══ Task inputs

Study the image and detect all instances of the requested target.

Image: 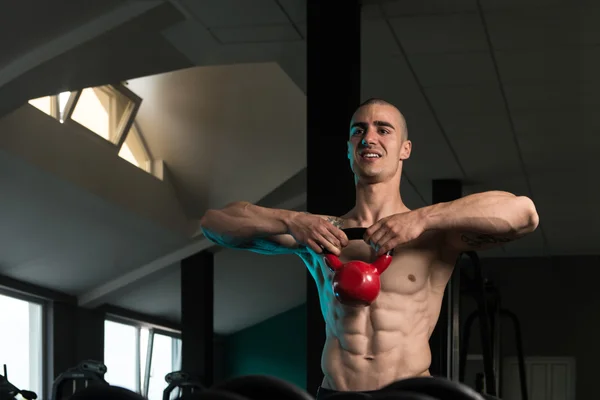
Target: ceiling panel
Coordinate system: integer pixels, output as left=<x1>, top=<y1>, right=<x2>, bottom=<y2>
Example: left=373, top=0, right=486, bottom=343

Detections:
left=409, top=52, right=497, bottom=87
left=271, top=0, right=306, bottom=24
left=0, top=0, right=125, bottom=66
left=496, top=47, right=600, bottom=84
left=360, top=1, right=384, bottom=20
left=480, top=0, right=597, bottom=11
left=180, top=0, right=289, bottom=28
left=486, top=6, right=600, bottom=50
left=380, top=0, right=477, bottom=17
left=390, top=13, right=488, bottom=54
left=212, top=24, right=302, bottom=44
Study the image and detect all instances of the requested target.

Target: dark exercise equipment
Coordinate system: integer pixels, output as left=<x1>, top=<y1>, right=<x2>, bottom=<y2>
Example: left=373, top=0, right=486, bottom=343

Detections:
left=324, top=228, right=392, bottom=306
left=52, top=360, right=108, bottom=400
left=211, top=375, right=314, bottom=400
left=69, top=385, right=146, bottom=400
left=383, top=377, right=485, bottom=400
left=459, top=252, right=528, bottom=400
left=163, top=371, right=205, bottom=400
left=0, top=364, right=37, bottom=400
left=206, top=375, right=502, bottom=400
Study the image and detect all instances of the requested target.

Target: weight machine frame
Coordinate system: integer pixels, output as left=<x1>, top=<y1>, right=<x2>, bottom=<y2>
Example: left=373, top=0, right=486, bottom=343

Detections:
left=455, top=252, right=528, bottom=400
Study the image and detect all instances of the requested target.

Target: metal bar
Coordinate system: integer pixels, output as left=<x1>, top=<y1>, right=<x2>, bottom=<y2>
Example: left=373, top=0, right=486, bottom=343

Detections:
left=458, top=311, right=478, bottom=383
left=142, top=328, right=154, bottom=397
left=448, top=260, right=461, bottom=382
left=500, top=309, right=529, bottom=400
left=465, top=251, right=497, bottom=396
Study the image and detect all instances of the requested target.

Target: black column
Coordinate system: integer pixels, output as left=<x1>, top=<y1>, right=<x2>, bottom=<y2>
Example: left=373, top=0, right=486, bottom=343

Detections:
left=429, top=180, right=462, bottom=379
left=44, top=301, right=105, bottom=397
left=181, top=251, right=214, bottom=386
left=306, top=0, right=361, bottom=395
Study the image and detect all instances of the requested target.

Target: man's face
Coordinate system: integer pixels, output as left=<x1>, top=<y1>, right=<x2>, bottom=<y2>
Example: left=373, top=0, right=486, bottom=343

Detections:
left=348, top=104, right=411, bottom=182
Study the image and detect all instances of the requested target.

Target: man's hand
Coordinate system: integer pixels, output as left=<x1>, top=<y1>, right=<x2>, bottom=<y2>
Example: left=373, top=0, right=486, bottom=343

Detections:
left=363, top=211, right=425, bottom=256
left=286, top=213, right=348, bottom=256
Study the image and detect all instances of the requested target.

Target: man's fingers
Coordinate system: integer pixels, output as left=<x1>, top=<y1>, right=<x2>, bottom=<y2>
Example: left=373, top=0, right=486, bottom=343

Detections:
left=306, top=239, right=323, bottom=254
left=316, top=235, right=340, bottom=256
left=367, top=227, right=392, bottom=247
left=373, top=231, right=396, bottom=255
left=377, top=239, right=401, bottom=256
left=330, top=227, right=348, bottom=247
left=363, top=222, right=381, bottom=243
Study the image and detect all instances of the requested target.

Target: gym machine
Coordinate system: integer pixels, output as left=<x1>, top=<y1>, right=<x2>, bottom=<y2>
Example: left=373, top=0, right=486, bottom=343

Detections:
left=459, top=252, right=528, bottom=400
left=52, top=360, right=108, bottom=400
left=163, top=371, right=205, bottom=400
left=0, top=364, right=37, bottom=400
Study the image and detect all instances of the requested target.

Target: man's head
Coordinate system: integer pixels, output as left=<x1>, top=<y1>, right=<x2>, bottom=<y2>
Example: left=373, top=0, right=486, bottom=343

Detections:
left=348, top=99, right=412, bottom=183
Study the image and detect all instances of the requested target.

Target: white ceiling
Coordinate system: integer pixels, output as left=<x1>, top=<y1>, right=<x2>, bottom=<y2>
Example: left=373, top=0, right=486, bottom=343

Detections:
left=0, top=0, right=600, bottom=333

════

Task objective:
Copy all of the entries above verbatim, omitting the pictures.

Exercise answer:
Study the image and detect all instances of the requested target.

Image: 
Target: ceiling panel
Coordinate system: integer pixels, output as left=<x1>, top=<y1>, right=<x2>, bottom=<y2>
Example: left=373, top=0, right=486, bottom=343

Detections:
left=409, top=52, right=497, bottom=87
left=271, top=0, right=306, bottom=24
left=0, top=0, right=125, bottom=66
left=496, top=47, right=600, bottom=84
left=360, top=1, right=384, bottom=20
left=480, top=0, right=597, bottom=11
left=180, top=0, right=289, bottom=28
left=486, top=6, right=600, bottom=50
left=380, top=0, right=477, bottom=17
left=390, top=13, right=488, bottom=54
left=212, top=24, right=302, bottom=44
Study the image and detect all instances of the requested target.

Target: dark exercise equipment
Coordinate system: integer pixels, output as left=<x1>, top=<y1>, right=<x2>, bottom=<y2>
Example: left=373, top=0, right=486, bottom=343

Detections:
left=324, top=228, right=392, bottom=306
left=52, top=360, right=108, bottom=400
left=211, top=375, right=314, bottom=400
left=69, top=385, right=146, bottom=400
left=383, top=377, right=485, bottom=400
left=459, top=252, right=528, bottom=400
left=163, top=371, right=205, bottom=400
left=0, top=364, right=37, bottom=400
left=206, top=375, right=502, bottom=400
Study the image and detect all instances of the requested target.

Target: weight machine frame
Coordinate system: integer pixels, output as left=<x1>, top=<y1>, right=<x2>, bottom=<y2>
Example: left=373, top=0, right=486, bottom=343

Detections:
left=455, top=252, right=528, bottom=400
Study the image and detect all instances of the requested target.

Target: metal bar
Coordinate system: integer pixels, output as left=<x1>, top=<y1>, right=<x2>, bottom=<y2>
Example: left=373, top=0, right=486, bottom=343

Detections:
left=458, top=311, right=478, bottom=383
left=142, top=328, right=154, bottom=397
left=448, top=260, right=461, bottom=382
left=500, top=309, right=529, bottom=400
left=465, top=251, right=497, bottom=396
Study the image and detect all instances of the requested target.

Target: black column
Coordinate system: integer pixels, output as left=<x1>, top=<y1>, right=<x2>, bottom=<y2>
Example: left=373, top=0, right=486, bottom=343

Detections:
left=429, top=180, right=462, bottom=379
left=44, top=301, right=105, bottom=397
left=181, top=251, right=214, bottom=386
left=306, top=0, right=361, bottom=395
Study the image and detect all instances of the requested target.

Target: man's face
Coordinate system: integer pixels, output as left=<x1>, top=<y1>, right=<x2>, bottom=<y2>
Example: left=373, top=0, right=486, bottom=343

Detections:
left=348, top=104, right=411, bottom=182
Study the image and detect all instances of the requested target.

Target: man's hand
Coordinate system: integer pixels, output as left=<x1>, top=<y1>, right=<x2>, bottom=<y2>
Example: left=373, top=0, right=486, bottom=343

Detections:
left=363, top=211, right=425, bottom=256
left=286, top=213, right=348, bottom=256
Study the image and detect all instances of the requested target.

Target: man's fingers
Coordinate system: integer pixels, output as left=<x1>, top=<y1>, right=<x2>, bottom=<y2>
Example: left=373, top=0, right=486, bottom=343

Detections:
left=306, top=239, right=323, bottom=254
left=316, top=235, right=340, bottom=256
left=367, top=227, right=392, bottom=247
left=373, top=231, right=396, bottom=255
left=377, top=239, right=401, bottom=256
left=330, top=227, right=348, bottom=247
left=363, top=222, right=381, bottom=243
Study the image and detect all instances of the requested target.

Target: gym machine
Coordinate system: integer pixels, output as left=<x1>, top=<y1>, right=<x2>, bottom=<y2>
Example: left=373, top=0, right=486, bottom=343

Detections:
left=459, top=252, right=528, bottom=400
left=52, top=360, right=108, bottom=400
left=163, top=371, right=205, bottom=400
left=0, top=364, right=37, bottom=400
Study the image and detect all instances of the requested target.

Target: man's head
Coordinate system: integer pixels, output as left=<x1>, top=<y1>, right=<x2>, bottom=<y2>
Example: left=373, top=0, right=486, bottom=343

Detections:
left=348, top=99, right=412, bottom=183
Study the image and detect all instances of the requested target.

Target: white ceiling
Coordinate system: integer pixels, output as left=<x1>, top=<y1>, right=<x2>, bottom=<y2>
Example: left=373, top=0, right=486, bottom=343

Detections:
left=0, top=0, right=600, bottom=333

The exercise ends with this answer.